## [STATED GOAL]
Rewrite the records starting at the line containing "Could you point out the sofa" and ending at the last line of the records, swapping "skylight" for "roof window" and keeping everything else the same.

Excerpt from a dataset
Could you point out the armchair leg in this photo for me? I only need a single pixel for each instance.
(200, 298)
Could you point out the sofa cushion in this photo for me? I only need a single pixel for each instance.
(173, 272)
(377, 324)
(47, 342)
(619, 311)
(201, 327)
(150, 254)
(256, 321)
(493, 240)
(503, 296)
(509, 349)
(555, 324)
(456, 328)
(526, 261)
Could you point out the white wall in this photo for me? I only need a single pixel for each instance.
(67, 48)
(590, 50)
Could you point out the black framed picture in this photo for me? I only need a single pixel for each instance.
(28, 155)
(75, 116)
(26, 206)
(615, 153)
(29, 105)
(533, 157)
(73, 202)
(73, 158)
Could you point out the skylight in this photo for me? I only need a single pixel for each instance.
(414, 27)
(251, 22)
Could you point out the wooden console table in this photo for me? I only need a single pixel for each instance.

## [RESULT BELOW]
Could you point out the sofa cushion in this photo for me? I only need a single pixel for each instance.
(173, 272)
(377, 324)
(47, 342)
(619, 311)
(201, 327)
(150, 254)
(256, 321)
(493, 240)
(503, 296)
(509, 349)
(555, 324)
(456, 328)
(526, 261)
Could you point out the white wall in this photo for me? I only need a single pixel for each instance.
(67, 48)
(590, 50)
Could you point out the black framed picture in this photo for me? I only need a single pixel for each instance.
(28, 155)
(75, 116)
(26, 206)
(615, 153)
(29, 105)
(533, 157)
(73, 202)
(73, 158)
Could you point out the roof window in this photo for me? I only need a single pixel for each instance.
(414, 27)
(251, 22)
Could you point out the wooden console table in this photo for me? I only need a single pixel for each instance.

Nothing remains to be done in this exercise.